### Written task
Carry on the Captive Portal bug report from the point where it stops, picking up after its last line rather than with the listing.

Regression #13418
closedCaptive Portal does not keep track of client data usage
Added by Dale Harron over 2 years ago. Updated almost 2 years ago.
100%
Description
- pfSense+ 22.05
- Configure Captive Portal on VLAN interface
- Use FreeRADIUS auth backend
- Check
Reauthenticate Users
,Session timeout
,Traffic quota
,Per-user bandwidth restrictions
- Enable
Send RADIUS accounting packets
, selectStop/Start (FreeRADIUS)
orInterim
- used-octects remain at 0 bytes or at pre-upgrade value in
/var/log/radacct/datacounter/forever
, and 0 bytes incremented on quota in authentication log every minute - FreeRadius log updates "connect time" correctly but all data values are 0.
- Working on 22.01 with patch 12834
- Broken on 22.05
- Broken on 2.7
Related issues
Updated by Gertjan KROEB over 2 years ago
I've posted the same (?) conclusion in the forum : FreeRadius and quotas, doesn't work since 22.05
Updated by Dale Harron about 2 years ago
I would also like to point out that this issue is not solely related to FreeRadius Accounting Packets but also affects all VLan based Captive Portals that have Traffic Quotas. Services, Captive Portal, click on VLan Portal,
Traffic quota (Megabytes)

### Data shown
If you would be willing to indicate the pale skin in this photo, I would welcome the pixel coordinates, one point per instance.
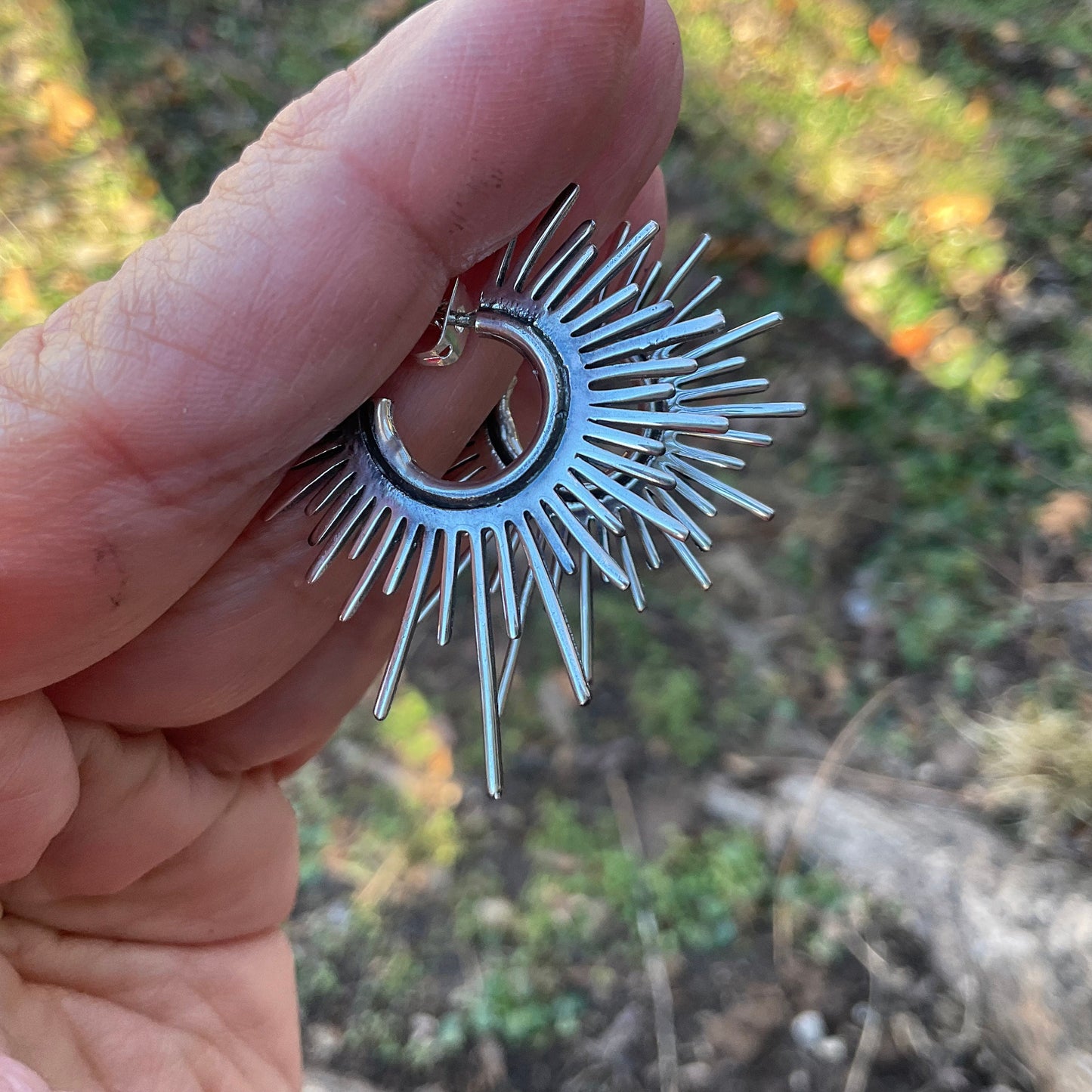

### Reply to the task
100 (for example)
Clients will be disconnected after exceeding this amount of traffic, inclusive of both downloads and uploads. They may log in again immediately, though. Leave this field blank for no traffic quota.
This quota also stays at Zero and is not enforced. Bandwidth and time related constraints are still working though.
Updated by Marcos M about 2 years ago
Please test the attached patch with the System Patches package on pfSense+ 22.05.
Updated by Marcos M about 2 years ago
- Subject changed from FreeRadius Accounting zeros data or fails to collect data in 22.05, worked in 22.02 to Captive Portal does not keep track of client data usage
- Description updated (diff)
- Status changed from New to Confirmed
- Assignee set to Marcos M
- Priority changed from Urgent to Normal
- Target version set to 2.7.0
- Plus Target Version set to 22.11
Updating issue for clarification.
Updated by Marcos M about 2 years ago
- File 13418.patch added
- Status changed from Confirmed to Pull Request Review
Tested patch on 22.05 and reported issues are resolved.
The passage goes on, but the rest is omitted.